• WORK ITEM: Please reproduce, exactly and with nothing added, the line containing "Note to the class: locate the dried" and every line after it to the end of the records.

• GIVEN RECORDS:
= Beginning of Section =

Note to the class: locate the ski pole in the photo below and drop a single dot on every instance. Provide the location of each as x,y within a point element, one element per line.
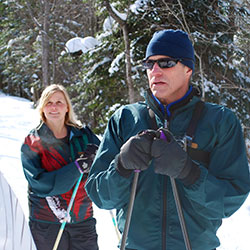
<point>130,209</point>
<point>179,207</point>
<point>114,223</point>
<point>58,238</point>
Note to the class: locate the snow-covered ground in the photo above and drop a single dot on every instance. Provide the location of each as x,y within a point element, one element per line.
<point>16,119</point>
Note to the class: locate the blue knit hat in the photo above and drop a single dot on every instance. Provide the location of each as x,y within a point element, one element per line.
<point>172,43</point>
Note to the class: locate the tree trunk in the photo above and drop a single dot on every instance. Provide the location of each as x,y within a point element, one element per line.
<point>45,44</point>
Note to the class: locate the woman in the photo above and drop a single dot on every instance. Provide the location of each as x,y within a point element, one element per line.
<point>54,155</point>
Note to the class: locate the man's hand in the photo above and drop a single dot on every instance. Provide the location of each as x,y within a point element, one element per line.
<point>136,153</point>
<point>170,158</point>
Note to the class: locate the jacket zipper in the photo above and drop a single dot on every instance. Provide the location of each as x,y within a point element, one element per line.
<point>164,215</point>
<point>164,223</point>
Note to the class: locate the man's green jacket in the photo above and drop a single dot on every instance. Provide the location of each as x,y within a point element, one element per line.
<point>221,189</point>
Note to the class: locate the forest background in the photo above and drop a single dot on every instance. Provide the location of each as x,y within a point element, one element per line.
<point>100,79</point>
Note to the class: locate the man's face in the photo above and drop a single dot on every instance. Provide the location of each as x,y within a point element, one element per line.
<point>168,84</point>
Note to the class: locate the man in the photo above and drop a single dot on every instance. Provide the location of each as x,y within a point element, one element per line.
<point>212,180</point>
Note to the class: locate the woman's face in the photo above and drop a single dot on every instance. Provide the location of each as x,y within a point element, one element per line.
<point>56,107</point>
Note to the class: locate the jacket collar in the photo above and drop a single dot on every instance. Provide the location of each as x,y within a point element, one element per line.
<point>166,111</point>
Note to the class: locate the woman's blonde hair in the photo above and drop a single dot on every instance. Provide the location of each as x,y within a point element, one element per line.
<point>70,117</point>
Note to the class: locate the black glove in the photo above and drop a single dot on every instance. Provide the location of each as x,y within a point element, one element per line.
<point>85,161</point>
<point>135,153</point>
<point>170,159</point>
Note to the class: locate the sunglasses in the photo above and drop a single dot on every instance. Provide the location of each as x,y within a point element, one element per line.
<point>162,63</point>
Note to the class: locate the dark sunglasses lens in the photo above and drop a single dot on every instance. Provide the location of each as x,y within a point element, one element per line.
<point>148,64</point>
<point>163,63</point>
<point>167,63</point>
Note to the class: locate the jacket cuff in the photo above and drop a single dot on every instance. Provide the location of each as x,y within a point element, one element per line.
<point>190,174</point>
<point>120,169</point>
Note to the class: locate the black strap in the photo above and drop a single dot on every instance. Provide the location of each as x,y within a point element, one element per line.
<point>194,120</point>
<point>196,154</point>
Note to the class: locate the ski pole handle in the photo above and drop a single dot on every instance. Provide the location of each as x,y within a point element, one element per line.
<point>130,209</point>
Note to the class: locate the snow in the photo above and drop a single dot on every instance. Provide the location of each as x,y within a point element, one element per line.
<point>84,44</point>
<point>17,118</point>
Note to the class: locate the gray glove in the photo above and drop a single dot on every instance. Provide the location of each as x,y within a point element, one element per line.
<point>135,153</point>
<point>170,158</point>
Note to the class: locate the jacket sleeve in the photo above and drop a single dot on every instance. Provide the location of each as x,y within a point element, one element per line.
<point>224,185</point>
<point>42,182</point>
<point>105,187</point>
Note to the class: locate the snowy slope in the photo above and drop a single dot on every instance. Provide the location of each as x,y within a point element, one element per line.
<point>16,119</point>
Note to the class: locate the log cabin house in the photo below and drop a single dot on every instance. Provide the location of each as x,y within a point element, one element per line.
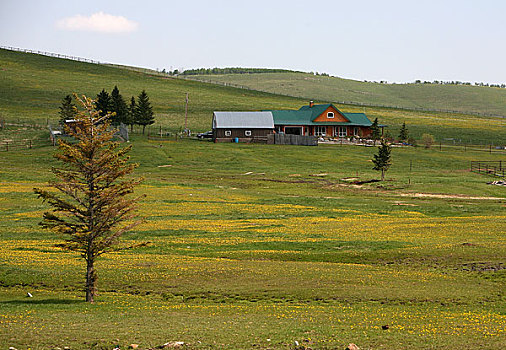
<point>322,120</point>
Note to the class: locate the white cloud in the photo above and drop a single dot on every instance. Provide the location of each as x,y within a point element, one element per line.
<point>98,22</point>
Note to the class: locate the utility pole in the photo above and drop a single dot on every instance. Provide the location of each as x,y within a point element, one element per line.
<point>186,115</point>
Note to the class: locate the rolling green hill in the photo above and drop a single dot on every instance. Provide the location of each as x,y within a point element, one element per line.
<point>461,98</point>
<point>32,87</point>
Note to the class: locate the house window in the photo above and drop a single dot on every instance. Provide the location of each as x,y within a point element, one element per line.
<point>321,131</point>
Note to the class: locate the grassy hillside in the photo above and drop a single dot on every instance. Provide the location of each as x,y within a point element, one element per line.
<point>248,249</point>
<point>254,246</point>
<point>465,99</point>
<point>33,86</point>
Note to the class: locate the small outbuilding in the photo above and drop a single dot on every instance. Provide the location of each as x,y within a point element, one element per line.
<point>242,126</point>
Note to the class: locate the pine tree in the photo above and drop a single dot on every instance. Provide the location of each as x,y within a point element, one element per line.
<point>375,131</point>
<point>68,110</point>
<point>90,204</point>
<point>131,114</point>
<point>119,107</point>
<point>404,133</point>
<point>103,103</point>
<point>144,111</point>
<point>382,160</point>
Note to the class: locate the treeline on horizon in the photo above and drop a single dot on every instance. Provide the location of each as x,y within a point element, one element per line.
<point>235,70</point>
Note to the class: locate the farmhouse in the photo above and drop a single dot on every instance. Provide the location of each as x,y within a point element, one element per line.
<point>322,120</point>
<point>242,126</point>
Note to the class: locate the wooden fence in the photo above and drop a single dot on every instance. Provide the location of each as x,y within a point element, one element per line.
<point>16,145</point>
<point>493,168</point>
<point>209,80</point>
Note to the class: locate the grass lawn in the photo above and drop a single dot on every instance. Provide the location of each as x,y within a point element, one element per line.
<point>259,246</point>
<point>256,246</point>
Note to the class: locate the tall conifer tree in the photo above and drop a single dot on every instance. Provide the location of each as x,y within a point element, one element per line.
<point>382,160</point>
<point>103,103</point>
<point>68,109</point>
<point>404,133</point>
<point>144,111</point>
<point>132,110</point>
<point>375,131</point>
<point>91,204</point>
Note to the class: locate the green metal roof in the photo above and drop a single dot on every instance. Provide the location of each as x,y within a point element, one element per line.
<point>305,116</point>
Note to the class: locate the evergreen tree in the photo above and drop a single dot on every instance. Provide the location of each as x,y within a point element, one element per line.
<point>90,204</point>
<point>144,111</point>
<point>118,106</point>
<point>375,131</point>
<point>404,133</point>
<point>103,103</point>
<point>382,160</point>
<point>131,114</point>
<point>68,110</point>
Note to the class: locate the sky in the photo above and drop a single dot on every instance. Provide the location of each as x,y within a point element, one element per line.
<point>392,40</point>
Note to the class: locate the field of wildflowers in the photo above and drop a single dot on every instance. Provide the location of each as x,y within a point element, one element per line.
<point>240,260</point>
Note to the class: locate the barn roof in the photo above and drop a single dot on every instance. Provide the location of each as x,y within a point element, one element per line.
<point>306,116</point>
<point>251,120</point>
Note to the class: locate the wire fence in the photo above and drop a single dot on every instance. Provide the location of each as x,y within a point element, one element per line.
<point>17,145</point>
<point>244,87</point>
<point>493,168</point>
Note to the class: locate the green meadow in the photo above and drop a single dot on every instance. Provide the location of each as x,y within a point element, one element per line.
<point>33,86</point>
<point>252,246</point>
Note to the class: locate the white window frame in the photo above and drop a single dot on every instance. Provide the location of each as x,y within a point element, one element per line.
<point>320,130</point>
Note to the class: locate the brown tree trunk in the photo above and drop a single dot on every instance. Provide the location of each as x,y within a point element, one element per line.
<point>91,280</point>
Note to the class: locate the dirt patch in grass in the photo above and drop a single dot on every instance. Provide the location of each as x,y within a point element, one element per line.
<point>447,196</point>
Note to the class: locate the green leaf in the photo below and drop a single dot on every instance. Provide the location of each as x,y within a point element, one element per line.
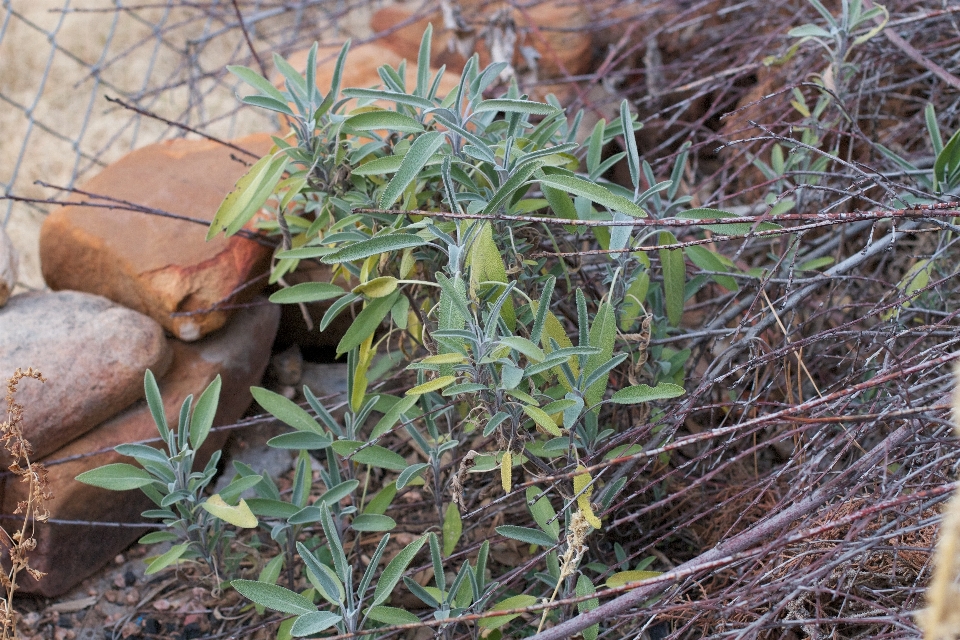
<point>710,261</point>
<point>338,492</point>
<point>266,102</point>
<point>514,183</point>
<point>382,119</point>
<point>585,588</point>
<point>432,385</point>
<point>381,502</point>
<point>374,246</point>
<point>466,387</point>
<point>524,346</point>
<point>256,81</point>
<point>274,597</point>
<point>733,228</point>
<point>366,322</point>
<point>307,292</point>
<point>157,536</point>
<point>544,421</point>
<point>373,522</point>
<point>593,192</point>
<point>516,106</point>
<point>204,413</point>
<point>118,476</point>
<point>410,473</point>
<point>486,265</point>
<point>238,485</point>
<point>392,416</point>
<point>947,162</point>
<point>642,393</point>
<point>268,508</point>
<point>516,602</point>
<point>583,488</point>
<point>322,577</point>
<point>808,31</point>
<point>378,166</point>
<point>155,402</point>
<point>543,513</point>
<point>314,622</point>
<point>300,440</point>
<point>249,195</point>
<point>286,411</point>
<point>452,528</point>
<point>674,278</point>
<point>391,615</point>
<point>238,516</point>
<point>527,535</point>
<point>625,577</point>
<point>633,300</point>
<point>603,333</point>
<point>374,455</point>
<point>633,156</point>
<point>394,571</point>
<point>393,96</point>
<point>377,288</point>
<point>415,159</point>
<point>165,560</point>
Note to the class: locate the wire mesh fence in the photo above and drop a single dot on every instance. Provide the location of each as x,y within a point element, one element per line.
<point>61,62</point>
<point>810,394</point>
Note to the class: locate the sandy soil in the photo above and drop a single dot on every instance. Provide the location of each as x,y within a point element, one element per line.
<point>60,58</point>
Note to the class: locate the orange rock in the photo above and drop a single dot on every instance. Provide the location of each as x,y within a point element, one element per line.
<point>68,553</point>
<point>158,265</point>
<point>557,30</point>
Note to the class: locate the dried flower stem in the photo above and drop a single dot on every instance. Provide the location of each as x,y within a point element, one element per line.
<point>21,542</point>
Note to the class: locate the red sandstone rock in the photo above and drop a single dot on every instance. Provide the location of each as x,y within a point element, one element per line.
<point>69,553</point>
<point>157,265</point>
<point>92,352</point>
<point>557,30</point>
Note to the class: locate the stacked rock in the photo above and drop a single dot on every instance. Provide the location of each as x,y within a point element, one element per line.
<point>135,287</point>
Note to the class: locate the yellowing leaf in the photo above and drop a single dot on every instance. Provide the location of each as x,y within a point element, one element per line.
<point>506,471</point>
<point>625,577</point>
<point>515,602</point>
<point>543,420</point>
<point>238,516</point>
<point>377,288</point>
<point>432,385</point>
<point>581,481</point>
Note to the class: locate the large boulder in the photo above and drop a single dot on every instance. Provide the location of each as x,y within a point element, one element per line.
<point>93,353</point>
<point>158,265</point>
<point>558,31</point>
<point>68,553</point>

= End of Section =

• TASK SOLUTION:
Note to the class: locate the dried flower stem in the photo above and drop a single dot on every instance. Provide the location of each as x,y within a point element, one element per line.
<point>21,542</point>
Note to the class: locate the red sandstone rock in the photo above and drop a single dot on every instance. Provide the location of each as x,y within a point element, one element per line.
<point>69,553</point>
<point>157,265</point>
<point>92,352</point>
<point>557,30</point>
Note to the class: locate the stacked rock in the photo above and drop a single dot on every instance. Provide the location of each as x,y within a point element, one element per line.
<point>135,287</point>
Note to the class: locate the yellowing leaf in the photo above and drop a single dot on every instance. Provide the location of each as x,y within a point element, one element per line.
<point>506,471</point>
<point>625,577</point>
<point>515,602</point>
<point>543,420</point>
<point>238,516</point>
<point>377,288</point>
<point>432,385</point>
<point>581,481</point>
Note to the class: locate the large boulder in the photo above and drop a single dot on every instance. Provide the location of each as x,y within a point element, one element per line.
<point>93,353</point>
<point>158,265</point>
<point>558,31</point>
<point>68,553</point>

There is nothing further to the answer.